### Problem to work on:
Restate each entry below word for word, without skipping any.

_ _ _ _ _ _ _

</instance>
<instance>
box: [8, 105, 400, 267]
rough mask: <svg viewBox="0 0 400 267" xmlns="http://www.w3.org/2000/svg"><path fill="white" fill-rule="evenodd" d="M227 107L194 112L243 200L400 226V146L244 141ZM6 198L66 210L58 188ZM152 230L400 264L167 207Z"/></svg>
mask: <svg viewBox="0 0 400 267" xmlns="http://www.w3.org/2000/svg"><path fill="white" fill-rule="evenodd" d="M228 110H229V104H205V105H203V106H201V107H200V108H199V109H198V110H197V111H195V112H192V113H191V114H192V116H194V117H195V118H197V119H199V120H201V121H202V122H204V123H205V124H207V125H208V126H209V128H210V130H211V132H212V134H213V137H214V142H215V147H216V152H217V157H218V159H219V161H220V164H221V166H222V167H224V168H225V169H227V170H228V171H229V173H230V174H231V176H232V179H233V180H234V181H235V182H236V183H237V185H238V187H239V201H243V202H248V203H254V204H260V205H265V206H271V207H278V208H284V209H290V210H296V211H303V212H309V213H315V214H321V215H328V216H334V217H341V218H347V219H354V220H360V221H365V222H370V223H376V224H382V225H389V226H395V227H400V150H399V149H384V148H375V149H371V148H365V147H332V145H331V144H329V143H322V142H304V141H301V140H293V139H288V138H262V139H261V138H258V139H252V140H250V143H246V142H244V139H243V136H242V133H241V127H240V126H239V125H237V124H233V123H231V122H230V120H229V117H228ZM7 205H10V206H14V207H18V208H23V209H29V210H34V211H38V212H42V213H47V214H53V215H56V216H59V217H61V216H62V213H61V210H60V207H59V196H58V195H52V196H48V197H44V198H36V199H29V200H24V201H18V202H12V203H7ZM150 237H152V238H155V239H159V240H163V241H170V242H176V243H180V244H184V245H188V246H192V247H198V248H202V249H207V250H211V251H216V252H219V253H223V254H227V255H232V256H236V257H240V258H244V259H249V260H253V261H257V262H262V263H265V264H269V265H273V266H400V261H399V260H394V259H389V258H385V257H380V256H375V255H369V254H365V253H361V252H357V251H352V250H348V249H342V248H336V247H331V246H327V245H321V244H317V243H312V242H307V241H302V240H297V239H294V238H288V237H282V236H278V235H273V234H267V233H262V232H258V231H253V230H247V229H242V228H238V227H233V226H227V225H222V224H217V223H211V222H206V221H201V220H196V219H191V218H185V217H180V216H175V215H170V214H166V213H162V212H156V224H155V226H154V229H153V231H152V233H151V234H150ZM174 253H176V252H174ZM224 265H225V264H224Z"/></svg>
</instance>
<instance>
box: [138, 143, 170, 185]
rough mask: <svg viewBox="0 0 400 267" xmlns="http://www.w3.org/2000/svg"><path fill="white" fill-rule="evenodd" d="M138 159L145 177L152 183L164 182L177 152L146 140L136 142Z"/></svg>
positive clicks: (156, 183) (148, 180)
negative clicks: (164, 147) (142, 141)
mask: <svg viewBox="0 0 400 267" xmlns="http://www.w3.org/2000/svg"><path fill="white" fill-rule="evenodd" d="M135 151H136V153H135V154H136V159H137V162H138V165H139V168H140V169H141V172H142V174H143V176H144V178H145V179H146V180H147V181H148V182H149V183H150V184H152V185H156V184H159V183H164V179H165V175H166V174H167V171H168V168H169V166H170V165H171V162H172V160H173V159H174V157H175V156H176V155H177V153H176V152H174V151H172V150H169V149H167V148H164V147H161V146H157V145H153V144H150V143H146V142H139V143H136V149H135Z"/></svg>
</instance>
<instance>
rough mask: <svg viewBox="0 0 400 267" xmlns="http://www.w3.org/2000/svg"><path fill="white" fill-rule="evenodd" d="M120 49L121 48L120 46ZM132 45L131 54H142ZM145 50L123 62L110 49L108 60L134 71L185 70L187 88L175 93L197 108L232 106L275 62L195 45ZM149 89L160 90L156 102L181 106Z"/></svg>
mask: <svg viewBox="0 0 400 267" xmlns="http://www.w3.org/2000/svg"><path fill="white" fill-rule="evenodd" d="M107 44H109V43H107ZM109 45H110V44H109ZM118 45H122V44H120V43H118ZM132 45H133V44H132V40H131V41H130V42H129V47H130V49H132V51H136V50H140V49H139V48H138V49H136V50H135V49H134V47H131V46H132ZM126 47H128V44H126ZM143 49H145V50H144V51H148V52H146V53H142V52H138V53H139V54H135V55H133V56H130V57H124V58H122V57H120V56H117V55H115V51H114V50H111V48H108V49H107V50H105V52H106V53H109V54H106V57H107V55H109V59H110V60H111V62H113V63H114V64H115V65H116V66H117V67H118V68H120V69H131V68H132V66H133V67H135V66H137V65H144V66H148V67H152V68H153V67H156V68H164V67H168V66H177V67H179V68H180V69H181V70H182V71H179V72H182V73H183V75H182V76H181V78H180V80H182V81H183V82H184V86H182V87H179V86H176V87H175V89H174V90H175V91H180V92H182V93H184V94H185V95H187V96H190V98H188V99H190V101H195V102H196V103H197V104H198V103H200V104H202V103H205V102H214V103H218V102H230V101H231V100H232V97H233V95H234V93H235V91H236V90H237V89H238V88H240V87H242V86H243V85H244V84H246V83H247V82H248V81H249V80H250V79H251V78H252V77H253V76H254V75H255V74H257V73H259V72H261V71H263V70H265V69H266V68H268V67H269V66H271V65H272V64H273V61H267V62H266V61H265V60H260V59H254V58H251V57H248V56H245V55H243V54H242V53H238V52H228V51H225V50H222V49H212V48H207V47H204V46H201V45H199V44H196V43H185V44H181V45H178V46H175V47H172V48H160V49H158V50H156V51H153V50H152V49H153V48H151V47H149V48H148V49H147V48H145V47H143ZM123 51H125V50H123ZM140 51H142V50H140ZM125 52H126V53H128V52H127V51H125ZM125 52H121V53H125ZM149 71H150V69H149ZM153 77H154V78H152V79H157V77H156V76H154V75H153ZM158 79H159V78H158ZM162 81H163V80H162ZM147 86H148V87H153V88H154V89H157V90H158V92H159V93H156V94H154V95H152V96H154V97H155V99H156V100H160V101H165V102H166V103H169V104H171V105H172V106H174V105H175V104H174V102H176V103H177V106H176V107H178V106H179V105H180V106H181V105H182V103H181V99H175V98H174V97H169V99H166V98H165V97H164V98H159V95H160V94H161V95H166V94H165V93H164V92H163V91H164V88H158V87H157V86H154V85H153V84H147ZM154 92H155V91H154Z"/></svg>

_ _ _ _ _ _ _

### Answer for this exercise:
</instance>
<instance>
box: [8, 105, 400, 267]
rough mask: <svg viewBox="0 0 400 267" xmlns="http://www.w3.org/2000/svg"><path fill="white" fill-rule="evenodd" d="M227 107L194 112L243 200L400 226V146L244 141ZM6 198L66 210L58 188ZM152 230L400 264L167 207Z"/></svg>
mask: <svg viewBox="0 0 400 267" xmlns="http://www.w3.org/2000/svg"><path fill="white" fill-rule="evenodd" d="M228 110H229V104H205V105H203V106H201V107H200V108H199V109H198V110H197V111H195V112H192V113H191V114H192V116H194V117H195V118H197V119H199V120H201V121H202V122H204V123H205V124H207V125H208V126H209V128H210V130H211V132H212V134H213V137H214V142H215V147H216V152H217V157H218V159H219V161H220V164H221V166H222V167H224V168H225V169H227V170H228V171H229V173H230V174H231V176H232V179H233V180H234V181H235V182H236V183H237V185H238V187H239V201H243V202H248V203H254V204H260V205H265V206H271V207H278V208H284V209H290V210H296V211H303V212H309V213H315V214H321V215H328V216H334V217H341V218H347V219H354V220H360V221H365V222H370V223H376V224H382V225H389V226H395V227H400V150H399V149H384V148H375V149H371V148H365V147H332V145H331V144H329V143H322V142H304V141H301V140H293V139H288V138H262V139H261V138H258V139H252V140H250V143H246V142H244V139H243V136H242V133H241V127H240V126H239V125H237V124H233V123H231V122H230V120H229V117H228ZM7 205H10V206H14V207H18V208H23V209H29V210H34V211H38V212H42V213H47V214H53V215H56V216H59V217H61V216H62V213H61V210H60V207H59V196H58V195H52V196H48V197H44V198H36V199H29V200H24V201H18V202H12V203H7ZM150 237H152V238H155V239H159V240H163V241H170V242H176V243H180V244H184V245H188V246H192V247H198V248H202V249H207V250H211V251H216V252H219V253H223V254H227V255H232V256H236V257H240V258H244V259H249V260H253V261H257V262H262V263H265V264H269V265H273V266H400V261H399V260H394V259H389V258H385V257H380V256H375V255H369V254H365V253H361V252H357V251H352V250H348V249H342V248H336V247H331V246H327V245H321V244H317V243H312V242H307V241H302V240H297V239H294V238H288V237H282V236H278V235H273V234H267V233H262V232H258V231H253V230H247V229H242V228H238V227H233V226H227V225H222V224H217V223H211V222H206V221H201V220H196V219H191V218H185V217H180V216H175V215H170V214H166V213H162V212H156V224H155V226H154V229H153V231H152V233H151V234H150ZM174 253H176V252H174ZM224 265H225V264H224Z"/></svg>
</instance>
<instance>
box: [138, 143, 170, 185]
rough mask: <svg viewBox="0 0 400 267" xmlns="http://www.w3.org/2000/svg"><path fill="white" fill-rule="evenodd" d="M138 159L145 177L152 183L164 182L177 152L146 140L136 142Z"/></svg>
positive clicks: (156, 183) (148, 180)
negative clicks: (164, 147) (142, 141)
mask: <svg viewBox="0 0 400 267" xmlns="http://www.w3.org/2000/svg"><path fill="white" fill-rule="evenodd" d="M135 151H136V153H135V154H136V159H137V162H138V165H139V168H140V169H141V172H142V174H143V176H144V178H145V179H146V180H147V181H148V182H149V183H150V184H152V185H156V184H159V183H164V179H165V175H166V174H167V171H168V168H169V166H170V165H171V162H172V160H173V159H174V157H175V156H176V155H177V153H176V152H174V151H172V150H169V149H167V148H164V147H161V146H157V145H153V144H150V143H146V142H139V143H136V149H135Z"/></svg>
</instance>
<instance>
rough mask: <svg viewBox="0 0 400 267" xmlns="http://www.w3.org/2000/svg"><path fill="white" fill-rule="evenodd" d="M120 49L121 48L120 46ZM132 45L131 54H142ZM145 50L123 62L110 49L108 60L134 71L185 70L187 88L175 93L197 108L232 106L275 62L195 45ZM149 89L160 90L156 102L181 106Z"/></svg>
mask: <svg viewBox="0 0 400 267" xmlns="http://www.w3.org/2000/svg"><path fill="white" fill-rule="evenodd" d="M107 44H109V43H107ZM109 45H110V44H109ZM118 45H122V44H120V43H118ZM132 45H133V44H132V40H131V41H130V42H129V47H130V49H132V51H136V50H140V49H139V48H138V49H136V50H135V49H134V47H131V46H132ZM126 47H128V44H126ZM143 49H145V50H144V51H148V52H146V53H142V52H138V53H139V54H135V55H133V56H130V57H124V58H122V57H120V56H117V55H115V51H114V50H111V48H108V49H107V50H105V52H106V53H109V54H106V57H107V55H109V59H110V60H111V62H113V63H114V64H115V65H116V66H117V67H118V68H120V69H131V68H132V66H133V67H135V66H137V65H144V66H148V67H152V68H153V67H156V68H164V67H168V66H177V67H179V68H180V69H181V70H182V71H179V72H182V73H183V75H182V76H181V78H180V80H182V81H183V82H184V86H182V87H179V86H176V87H175V89H174V90H175V91H180V92H182V93H184V94H185V95H187V96H190V98H188V99H190V101H195V102H196V103H197V104H198V103H200V104H202V103H205V102H214V103H218V102H230V101H231V100H232V97H233V95H234V93H235V91H236V90H237V89H238V88H240V87H242V86H243V85H244V84H246V83H247V82H248V81H249V80H250V79H251V78H252V77H253V76H254V75H255V74H257V73H259V72H261V71H263V70H265V69H266V68H268V67H269V66H271V65H272V64H273V61H267V62H266V61H265V60H260V59H254V58H251V57H248V56H245V55H243V54H242V53H238V52H228V51H225V50H222V49H212V48H207V47H204V46H201V45H199V44H196V43H185V44H181V45H178V46H175V47H172V48H160V49H158V50H156V51H153V50H152V49H153V48H151V47H149V48H148V49H147V48H145V47H143ZM123 51H125V50H123ZM140 51H142V50H140ZM125 52H126V53H128V52H127V51H125ZM125 52H121V53H125ZM149 71H150V69H149ZM153 77H154V78H152V79H157V77H156V76H154V75H153ZM158 79H159V78H158ZM162 81H163V80H162ZM147 86H148V87H153V88H154V89H157V90H158V92H159V93H156V94H154V95H152V96H154V97H155V99H156V100H160V101H165V102H166V103H169V104H171V105H172V106H174V105H175V104H174V102H176V103H177V106H176V107H178V106H179V105H180V106H181V105H182V103H181V99H175V98H174V97H169V99H166V98H165V97H164V98H159V95H160V94H161V95H166V94H165V93H164V92H163V91H164V88H158V87H157V86H154V85H153V84H147ZM154 92H155V91H154Z"/></svg>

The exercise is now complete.